Testo di riferimento >>
Un plasmatore d’argilla approdato in Lituania

Ricordi, sensazioni ed emozioni di Dino Vincenzo Patroni in una repubblica baltica

Il viaggio da Francoforte a Vilnius fu di breve durata. Dal finestrino dell’aereo notavo sconfinati e verdi paesaggi ma senza montagne né colline. Il cielo limpido, azzurro illuminava corsi d’acqua provenienti da innumerevoli sorgenti. Dall’alto vedevo stagni e laghi in tante forme sfrangiate e frastagliate; simile ricchezza di acqua forse l’avevo vista solo diciotto anni prima all’interno del Venezuela. I paesaggi della Lituania sono quindi simili a quelli della Svizzera per il verde intenso ma privi di monti e sono perciò solo pianeggianti.

La saletta dell’aeroporto di Vilnius era rimasta in stile Decò, con le pareti pitturate di color verde prato chiaro. Al centro del soffitto bianco, caratterizzato da cariatidi modellate in stucco, era posto un enorme lampadario di cristallo. L’aria piuttosto afosa all’interno era rinfrescata da due grandi ventilatori elettrici le cui eliche erano cesellate in ottone lucido.

Ad attendermi era venuta Jolanta Lebednykiené accompagnata dal rappresentante della Stiklo Fabrikas di nome Rimantas Reciunas. La bella ed affascinante storica dell’arte, Direttrice della Dailés Galerija di Panevezys, vestiva con molta eleganza ed aveva un portamento di classe. Rivolta verso i passeggeri provenienti da Ovest e guardando verso l’unico varco obbligato dal quale sarei passato, dopo il controllo del mio passaporto, esibiva tra le mani un cartoncino chiaro su cui lessi il mio nome; mi avvicinai, salutai cordialmente e mi presentai. Dopo i convenevoli uscimmo all’aperto dove ci aspettava un giovane di origine tartara ed autista della fabbrica di vetro e ceramica di Panevezys.

Il piccolo autobus si avviò verso il centro di Vilnius. Percorse strade alberate, pulite, spaziose e niente affatto rumorose. Notai che i cittadini camminavano tranquillamente e dignitosamente. Molte giovani donne, alcune davvero belle, nelle loro mani reggevano mazzi di fiori freschi. I finestrini dell’autoveicolo erano semi aperti e nell’abitacolo penetrava un’aria odorosa e pulita, anche se io non so perché, l’avvertivo diversa da quella dei paesi dell’Europa Occidentale. Ero curioso ed interessato per tutto quanto constatavo, minuto su minuto, particolare dietro particolare della città bagnata dai fiumi Vilna e Neris.

Attraversando i lunghi ponti fluviali dell’Atene lituana, notai che su di essi erano installate enfatiche statue di bronzo scuro eseguite negli Anni Venti-Trenta da scultori accademici allineati alla retorica del trascorso regime sovietico. Inneggiavano con palese pomposità il lavoro dell’operaio nelle fabbriche o quello, pur pesante ma meno alienante, dei contadini.

(Record del dataset di puntamento)
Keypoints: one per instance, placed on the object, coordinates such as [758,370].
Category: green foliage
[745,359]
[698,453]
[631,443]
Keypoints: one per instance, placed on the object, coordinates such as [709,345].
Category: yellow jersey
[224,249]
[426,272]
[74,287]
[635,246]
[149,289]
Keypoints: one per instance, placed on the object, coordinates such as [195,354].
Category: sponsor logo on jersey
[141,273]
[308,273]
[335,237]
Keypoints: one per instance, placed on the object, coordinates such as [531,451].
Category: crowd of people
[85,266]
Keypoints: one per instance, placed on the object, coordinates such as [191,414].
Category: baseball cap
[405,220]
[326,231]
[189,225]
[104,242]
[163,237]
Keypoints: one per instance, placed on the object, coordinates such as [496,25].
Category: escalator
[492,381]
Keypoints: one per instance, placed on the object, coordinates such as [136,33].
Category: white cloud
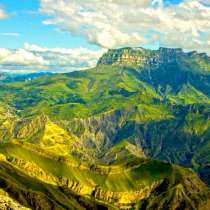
[20,57]
[3,14]
[9,34]
[36,58]
[115,23]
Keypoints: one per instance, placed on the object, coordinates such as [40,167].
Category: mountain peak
[139,56]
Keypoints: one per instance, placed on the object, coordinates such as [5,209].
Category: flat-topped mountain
[136,104]
[141,57]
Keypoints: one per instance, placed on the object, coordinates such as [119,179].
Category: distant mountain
[5,77]
[135,106]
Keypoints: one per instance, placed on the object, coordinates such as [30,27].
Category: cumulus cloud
[9,34]
[36,58]
[115,23]
[3,14]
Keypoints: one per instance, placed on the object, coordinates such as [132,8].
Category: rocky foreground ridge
[88,140]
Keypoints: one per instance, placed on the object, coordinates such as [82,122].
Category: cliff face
[134,185]
[140,57]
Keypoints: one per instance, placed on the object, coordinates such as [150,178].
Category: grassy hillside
[89,126]
[37,181]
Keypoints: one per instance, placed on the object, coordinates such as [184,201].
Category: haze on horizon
[66,35]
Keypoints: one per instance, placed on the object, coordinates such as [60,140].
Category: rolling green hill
[136,104]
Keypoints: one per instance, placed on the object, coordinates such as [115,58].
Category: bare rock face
[140,57]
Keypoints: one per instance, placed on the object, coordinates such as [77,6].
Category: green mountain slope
[39,181]
[136,104]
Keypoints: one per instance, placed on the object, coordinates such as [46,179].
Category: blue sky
[26,20]
[67,35]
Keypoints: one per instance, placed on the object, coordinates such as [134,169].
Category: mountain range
[131,133]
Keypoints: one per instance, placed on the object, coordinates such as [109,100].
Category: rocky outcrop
[140,57]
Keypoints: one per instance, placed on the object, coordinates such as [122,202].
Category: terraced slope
[75,129]
[37,180]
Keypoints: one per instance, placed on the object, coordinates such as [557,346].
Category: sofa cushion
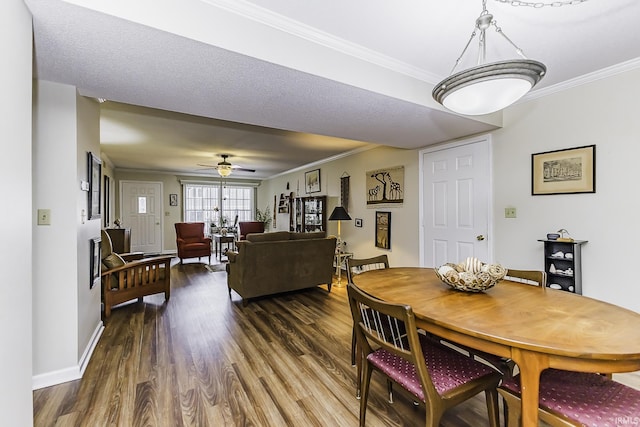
[268,237]
[113,260]
[303,236]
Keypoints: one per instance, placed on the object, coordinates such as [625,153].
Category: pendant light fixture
[488,87]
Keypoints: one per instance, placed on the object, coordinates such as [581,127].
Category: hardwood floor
[203,359]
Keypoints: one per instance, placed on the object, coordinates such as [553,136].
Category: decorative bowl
[471,275]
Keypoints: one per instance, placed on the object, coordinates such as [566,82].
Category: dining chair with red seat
[191,242]
[576,399]
[437,376]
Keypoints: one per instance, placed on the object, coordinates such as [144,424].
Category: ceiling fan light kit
[225,168]
[488,87]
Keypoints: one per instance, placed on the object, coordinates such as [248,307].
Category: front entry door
[141,208]
[455,202]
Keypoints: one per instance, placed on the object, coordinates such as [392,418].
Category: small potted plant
[264,216]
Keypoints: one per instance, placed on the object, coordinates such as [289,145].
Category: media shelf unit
[310,214]
[563,272]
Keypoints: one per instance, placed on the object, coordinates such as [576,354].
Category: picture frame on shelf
[566,171]
[95,260]
[95,175]
[383,230]
[312,181]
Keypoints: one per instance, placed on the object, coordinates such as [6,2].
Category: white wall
[66,313]
[16,407]
[404,219]
[602,113]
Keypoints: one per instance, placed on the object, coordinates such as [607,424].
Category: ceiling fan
[225,168]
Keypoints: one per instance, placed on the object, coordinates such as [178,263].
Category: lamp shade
[489,87]
[339,214]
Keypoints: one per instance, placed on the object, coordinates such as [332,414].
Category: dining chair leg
[491,397]
[366,376]
[353,347]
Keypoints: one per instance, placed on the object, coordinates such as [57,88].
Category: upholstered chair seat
[582,399]
[441,362]
[191,242]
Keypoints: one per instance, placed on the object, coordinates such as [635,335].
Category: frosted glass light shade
[488,88]
[224,170]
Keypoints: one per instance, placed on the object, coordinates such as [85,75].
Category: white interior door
[455,202]
[141,211]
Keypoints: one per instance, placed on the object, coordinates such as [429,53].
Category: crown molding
[584,79]
[282,23]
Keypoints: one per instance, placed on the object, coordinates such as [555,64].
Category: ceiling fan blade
[237,168]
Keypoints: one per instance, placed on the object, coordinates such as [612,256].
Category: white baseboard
[72,373]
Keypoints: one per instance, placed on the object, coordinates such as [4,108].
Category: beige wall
[601,113]
[404,219]
[66,320]
[16,245]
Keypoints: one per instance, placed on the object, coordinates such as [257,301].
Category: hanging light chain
[539,4]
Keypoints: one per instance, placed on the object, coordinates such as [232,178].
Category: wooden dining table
[537,327]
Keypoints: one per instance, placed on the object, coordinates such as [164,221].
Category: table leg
[531,365]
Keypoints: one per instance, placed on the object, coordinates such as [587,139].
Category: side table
[341,259]
[219,240]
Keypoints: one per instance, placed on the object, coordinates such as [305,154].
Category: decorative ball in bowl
[471,275]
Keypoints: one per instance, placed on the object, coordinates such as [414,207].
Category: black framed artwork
[95,260]
[312,181]
[383,230]
[95,173]
[567,171]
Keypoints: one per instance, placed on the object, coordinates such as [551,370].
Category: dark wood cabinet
[310,214]
[563,265]
[120,239]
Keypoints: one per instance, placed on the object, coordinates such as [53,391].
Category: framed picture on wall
[95,175]
[95,260]
[567,171]
[312,181]
[107,202]
[383,230]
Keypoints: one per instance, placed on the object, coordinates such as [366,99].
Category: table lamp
[339,214]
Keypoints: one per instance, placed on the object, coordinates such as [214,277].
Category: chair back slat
[391,327]
[357,266]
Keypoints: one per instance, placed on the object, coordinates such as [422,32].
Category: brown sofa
[270,263]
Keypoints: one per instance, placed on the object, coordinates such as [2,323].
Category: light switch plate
[44,216]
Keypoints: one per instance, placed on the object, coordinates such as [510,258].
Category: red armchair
[247,227]
[191,241]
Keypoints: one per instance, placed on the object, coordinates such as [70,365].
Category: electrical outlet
[509,212]
[44,216]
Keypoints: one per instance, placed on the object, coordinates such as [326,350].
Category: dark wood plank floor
[203,359]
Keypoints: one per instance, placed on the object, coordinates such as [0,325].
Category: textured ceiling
[281,84]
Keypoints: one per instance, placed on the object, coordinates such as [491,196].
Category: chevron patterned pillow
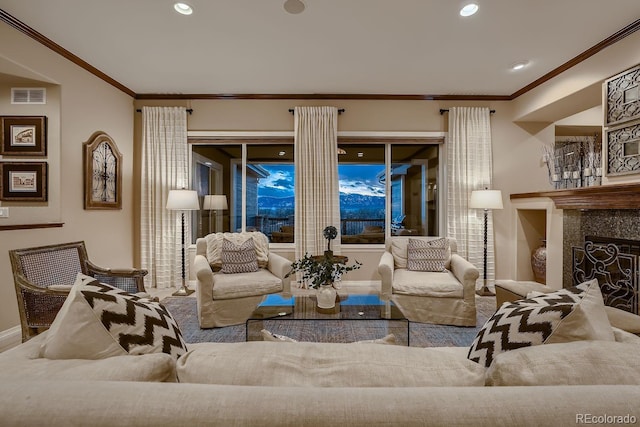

Traccia dell'esercizio >>
Risponda alle domande seguenti sul testo del viaggio in Lituania:
1. Di quale colore erano pitturate le pareti della saletta dell'aeroporto di Vilnius?
2. Di quale origine era il giovane autista della fabbrica di vetro e ceramica di Panevezys?
3. Quali fiumi bagnano la città di Vilnius?

La risposta >>
1. Verde prato chiaro.
2. Tartara.
3. I fiumi Vilna e Neris.